- _Descripción de la tarea_: Determina cuántas líneas del listado que sigue contienen la cadena "woman", teniendo en cuenta mayúsculas y minúsculas, y responde solo con el número.
==== Listado de registros
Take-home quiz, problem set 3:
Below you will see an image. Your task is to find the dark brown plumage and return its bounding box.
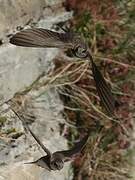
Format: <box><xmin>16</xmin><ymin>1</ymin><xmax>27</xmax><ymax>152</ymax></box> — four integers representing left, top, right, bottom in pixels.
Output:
<box><xmin>10</xmin><ymin>28</ymin><xmax>115</xmax><ymax>116</ymax></box>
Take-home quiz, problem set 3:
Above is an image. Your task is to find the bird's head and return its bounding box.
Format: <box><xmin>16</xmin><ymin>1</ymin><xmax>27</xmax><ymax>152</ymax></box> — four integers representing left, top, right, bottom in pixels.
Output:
<box><xmin>50</xmin><ymin>158</ymin><xmax>64</xmax><ymax>170</ymax></box>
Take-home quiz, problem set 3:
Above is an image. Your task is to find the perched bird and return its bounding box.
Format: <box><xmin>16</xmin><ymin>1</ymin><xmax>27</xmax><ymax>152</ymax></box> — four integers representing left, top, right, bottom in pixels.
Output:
<box><xmin>10</xmin><ymin>28</ymin><xmax>115</xmax><ymax>115</ymax></box>
<box><xmin>25</xmin><ymin>126</ymin><xmax>89</xmax><ymax>171</ymax></box>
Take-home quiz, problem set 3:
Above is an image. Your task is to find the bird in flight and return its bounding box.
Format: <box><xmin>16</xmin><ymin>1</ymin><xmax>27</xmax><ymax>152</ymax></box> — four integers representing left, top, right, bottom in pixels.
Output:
<box><xmin>10</xmin><ymin>28</ymin><xmax>115</xmax><ymax>115</ymax></box>
<box><xmin>25</xmin><ymin>126</ymin><xmax>89</xmax><ymax>171</ymax></box>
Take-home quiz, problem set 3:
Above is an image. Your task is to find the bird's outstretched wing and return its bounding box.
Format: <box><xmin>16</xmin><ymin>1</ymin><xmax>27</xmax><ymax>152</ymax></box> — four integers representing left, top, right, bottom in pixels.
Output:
<box><xmin>89</xmin><ymin>55</ymin><xmax>115</xmax><ymax>116</ymax></box>
<box><xmin>54</xmin><ymin>134</ymin><xmax>89</xmax><ymax>161</ymax></box>
<box><xmin>10</xmin><ymin>28</ymin><xmax>74</xmax><ymax>48</ymax></box>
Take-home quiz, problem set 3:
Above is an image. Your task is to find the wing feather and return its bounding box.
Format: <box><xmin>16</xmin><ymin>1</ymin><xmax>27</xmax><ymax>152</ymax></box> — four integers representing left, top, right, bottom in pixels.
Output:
<box><xmin>10</xmin><ymin>28</ymin><xmax>74</xmax><ymax>48</ymax></box>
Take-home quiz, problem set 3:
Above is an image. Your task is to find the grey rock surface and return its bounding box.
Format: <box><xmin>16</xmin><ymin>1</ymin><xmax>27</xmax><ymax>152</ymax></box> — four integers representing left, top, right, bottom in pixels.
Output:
<box><xmin>0</xmin><ymin>0</ymin><xmax>72</xmax><ymax>180</ymax></box>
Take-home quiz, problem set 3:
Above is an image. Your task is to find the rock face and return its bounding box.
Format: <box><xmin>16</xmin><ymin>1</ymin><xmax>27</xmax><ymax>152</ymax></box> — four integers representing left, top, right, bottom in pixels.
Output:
<box><xmin>0</xmin><ymin>0</ymin><xmax>71</xmax><ymax>180</ymax></box>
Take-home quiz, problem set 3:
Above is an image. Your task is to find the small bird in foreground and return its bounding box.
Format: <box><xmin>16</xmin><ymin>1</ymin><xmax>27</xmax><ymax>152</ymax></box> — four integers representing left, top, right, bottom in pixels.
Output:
<box><xmin>10</xmin><ymin>28</ymin><xmax>115</xmax><ymax>115</ymax></box>
<box><xmin>25</xmin><ymin>126</ymin><xmax>89</xmax><ymax>171</ymax></box>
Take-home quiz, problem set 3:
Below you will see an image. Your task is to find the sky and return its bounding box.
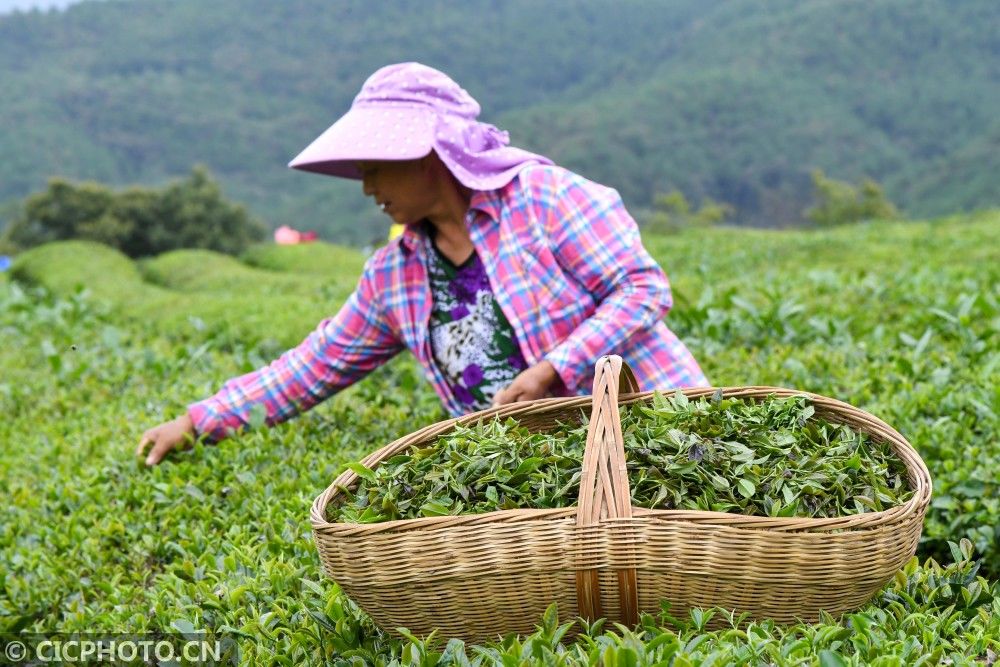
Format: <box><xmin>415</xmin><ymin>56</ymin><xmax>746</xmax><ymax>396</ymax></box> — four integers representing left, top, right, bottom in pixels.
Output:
<box><xmin>0</xmin><ymin>0</ymin><xmax>86</xmax><ymax>14</ymax></box>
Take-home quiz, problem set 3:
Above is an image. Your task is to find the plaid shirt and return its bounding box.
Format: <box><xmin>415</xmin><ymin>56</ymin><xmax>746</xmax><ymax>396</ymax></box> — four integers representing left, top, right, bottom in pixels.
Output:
<box><xmin>188</xmin><ymin>165</ymin><xmax>708</xmax><ymax>440</ymax></box>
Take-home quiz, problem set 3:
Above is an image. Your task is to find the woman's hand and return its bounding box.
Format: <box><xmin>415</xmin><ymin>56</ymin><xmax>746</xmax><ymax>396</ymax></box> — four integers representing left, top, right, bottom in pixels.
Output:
<box><xmin>135</xmin><ymin>414</ymin><xmax>195</xmax><ymax>466</ymax></box>
<box><xmin>493</xmin><ymin>361</ymin><xmax>559</xmax><ymax>407</ymax></box>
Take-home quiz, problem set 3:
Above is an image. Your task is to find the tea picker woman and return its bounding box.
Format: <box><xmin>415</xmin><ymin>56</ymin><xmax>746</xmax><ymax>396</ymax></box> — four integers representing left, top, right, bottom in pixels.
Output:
<box><xmin>137</xmin><ymin>63</ymin><xmax>707</xmax><ymax>465</ymax></box>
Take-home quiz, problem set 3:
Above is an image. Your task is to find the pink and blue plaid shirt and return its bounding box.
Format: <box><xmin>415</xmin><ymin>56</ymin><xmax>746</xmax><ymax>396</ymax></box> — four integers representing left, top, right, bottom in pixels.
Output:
<box><xmin>188</xmin><ymin>165</ymin><xmax>708</xmax><ymax>440</ymax></box>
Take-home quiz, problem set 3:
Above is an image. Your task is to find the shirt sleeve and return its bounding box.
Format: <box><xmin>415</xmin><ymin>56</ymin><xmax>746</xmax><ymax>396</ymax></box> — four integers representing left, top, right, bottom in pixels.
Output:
<box><xmin>188</xmin><ymin>258</ymin><xmax>403</xmax><ymax>440</ymax></box>
<box><xmin>533</xmin><ymin>169</ymin><xmax>673</xmax><ymax>393</ymax></box>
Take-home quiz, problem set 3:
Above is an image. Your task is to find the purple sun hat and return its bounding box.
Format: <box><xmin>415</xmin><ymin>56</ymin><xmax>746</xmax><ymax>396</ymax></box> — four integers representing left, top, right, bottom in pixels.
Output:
<box><xmin>288</xmin><ymin>62</ymin><xmax>552</xmax><ymax>190</ymax></box>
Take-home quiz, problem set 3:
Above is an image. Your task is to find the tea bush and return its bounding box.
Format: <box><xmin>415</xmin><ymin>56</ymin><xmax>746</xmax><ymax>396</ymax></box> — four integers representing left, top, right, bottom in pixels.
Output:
<box><xmin>0</xmin><ymin>212</ymin><xmax>1000</xmax><ymax>665</ymax></box>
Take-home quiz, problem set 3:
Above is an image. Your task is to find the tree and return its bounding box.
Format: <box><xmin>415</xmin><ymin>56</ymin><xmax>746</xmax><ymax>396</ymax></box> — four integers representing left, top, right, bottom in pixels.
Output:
<box><xmin>805</xmin><ymin>169</ymin><xmax>899</xmax><ymax>227</ymax></box>
<box><xmin>645</xmin><ymin>190</ymin><xmax>734</xmax><ymax>234</ymax></box>
<box><xmin>0</xmin><ymin>167</ymin><xmax>267</xmax><ymax>257</ymax></box>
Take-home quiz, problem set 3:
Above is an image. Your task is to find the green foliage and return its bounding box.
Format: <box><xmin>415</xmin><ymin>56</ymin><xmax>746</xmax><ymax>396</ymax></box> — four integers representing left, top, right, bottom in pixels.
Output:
<box><xmin>805</xmin><ymin>169</ymin><xmax>899</xmax><ymax>227</ymax></box>
<box><xmin>327</xmin><ymin>392</ymin><xmax>912</xmax><ymax>523</ymax></box>
<box><xmin>4</xmin><ymin>167</ymin><xmax>265</xmax><ymax>257</ymax></box>
<box><xmin>240</xmin><ymin>243</ymin><xmax>365</xmax><ymax>276</ymax></box>
<box><xmin>643</xmin><ymin>190</ymin><xmax>735</xmax><ymax>234</ymax></box>
<box><xmin>11</xmin><ymin>241</ymin><xmax>362</xmax><ymax>350</ymax></box>
<box><xmin>0</xmin><ymin>0</ymin><xmax>1000</xmax><ymax>240</ymax></box>
<box><xmin>0</xmin><ymin>213</ymin><xmax>1000</xmax><ymax>667</ymax></box>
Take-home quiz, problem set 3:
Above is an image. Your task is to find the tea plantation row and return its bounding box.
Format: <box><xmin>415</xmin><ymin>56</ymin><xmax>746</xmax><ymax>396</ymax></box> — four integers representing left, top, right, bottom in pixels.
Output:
<box><xmin>0</xmin><ymin>212</ymin><xmax>1000</xmax><ymax>665</ymax></box>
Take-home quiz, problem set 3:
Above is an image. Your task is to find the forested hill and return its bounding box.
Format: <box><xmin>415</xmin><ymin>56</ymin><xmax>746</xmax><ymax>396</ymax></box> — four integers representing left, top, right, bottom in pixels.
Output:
<box><xmin>0</xmin><ymin>0</ymin><xmax>1000</xmax><ymax>243</ymax></box>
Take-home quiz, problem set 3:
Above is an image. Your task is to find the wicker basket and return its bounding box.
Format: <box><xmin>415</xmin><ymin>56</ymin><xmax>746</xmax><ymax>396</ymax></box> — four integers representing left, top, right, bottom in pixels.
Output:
<box><xmin>311</xmin><ymin>356</ymin><xmax>931</xmax><ymax>641</ymax></box>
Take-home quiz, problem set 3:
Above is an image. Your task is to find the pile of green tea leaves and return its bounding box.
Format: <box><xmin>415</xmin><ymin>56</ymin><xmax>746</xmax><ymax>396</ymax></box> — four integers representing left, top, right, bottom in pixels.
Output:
<box><xmin>327</xmin><ymin>392</ymin><xmax>912</xmax><ymax>523</ymax></box>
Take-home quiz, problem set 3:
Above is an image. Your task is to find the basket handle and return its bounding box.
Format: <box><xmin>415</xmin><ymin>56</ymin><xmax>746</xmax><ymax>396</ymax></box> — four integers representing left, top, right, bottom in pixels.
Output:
<box><xmin>576</xmin><ymin>355</ymin><xmax>639</xmax><ymax>626</ymax></box>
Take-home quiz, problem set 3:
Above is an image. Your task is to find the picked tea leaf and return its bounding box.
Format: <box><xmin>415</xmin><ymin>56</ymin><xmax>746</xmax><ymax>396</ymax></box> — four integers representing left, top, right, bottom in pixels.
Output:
<box><xmin>327</xmin><ymin>392</ymin><xmax>912</xmax><ymax>523</ymax></box>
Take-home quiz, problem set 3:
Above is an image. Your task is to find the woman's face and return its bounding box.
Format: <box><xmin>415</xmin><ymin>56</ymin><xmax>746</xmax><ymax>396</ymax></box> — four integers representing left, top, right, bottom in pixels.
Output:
<box><xmin>354</xmin><ymin>158</ymin><xmax>438</xmax><ymax>225</ymax></box>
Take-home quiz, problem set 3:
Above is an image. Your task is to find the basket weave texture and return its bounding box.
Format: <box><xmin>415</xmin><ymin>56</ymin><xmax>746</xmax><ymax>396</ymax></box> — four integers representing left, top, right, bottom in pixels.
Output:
<box><xmin>311</xmin><ymin>355</ymin><xmax>931</xmax><ymax>641</ymax></box>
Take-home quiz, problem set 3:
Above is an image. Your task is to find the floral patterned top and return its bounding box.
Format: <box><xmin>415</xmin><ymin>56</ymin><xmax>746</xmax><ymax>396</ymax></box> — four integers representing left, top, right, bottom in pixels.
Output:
<box><xmin>424</xmin><ymin>227</ymin><xmax>527</xmax><ymax>412</ymax></box>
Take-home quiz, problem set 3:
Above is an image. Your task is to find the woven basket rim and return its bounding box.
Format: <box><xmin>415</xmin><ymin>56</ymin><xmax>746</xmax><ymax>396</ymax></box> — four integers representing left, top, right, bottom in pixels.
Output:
<box><xmin>309</xmin><ymin>385</ymin><xmax>932</xmax><ymax>537</ymax></box>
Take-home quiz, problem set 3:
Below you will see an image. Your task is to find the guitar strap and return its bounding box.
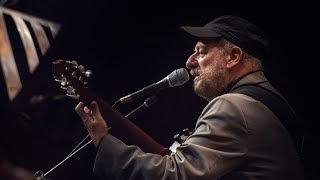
========
- _Respuesta a la tarea_: 3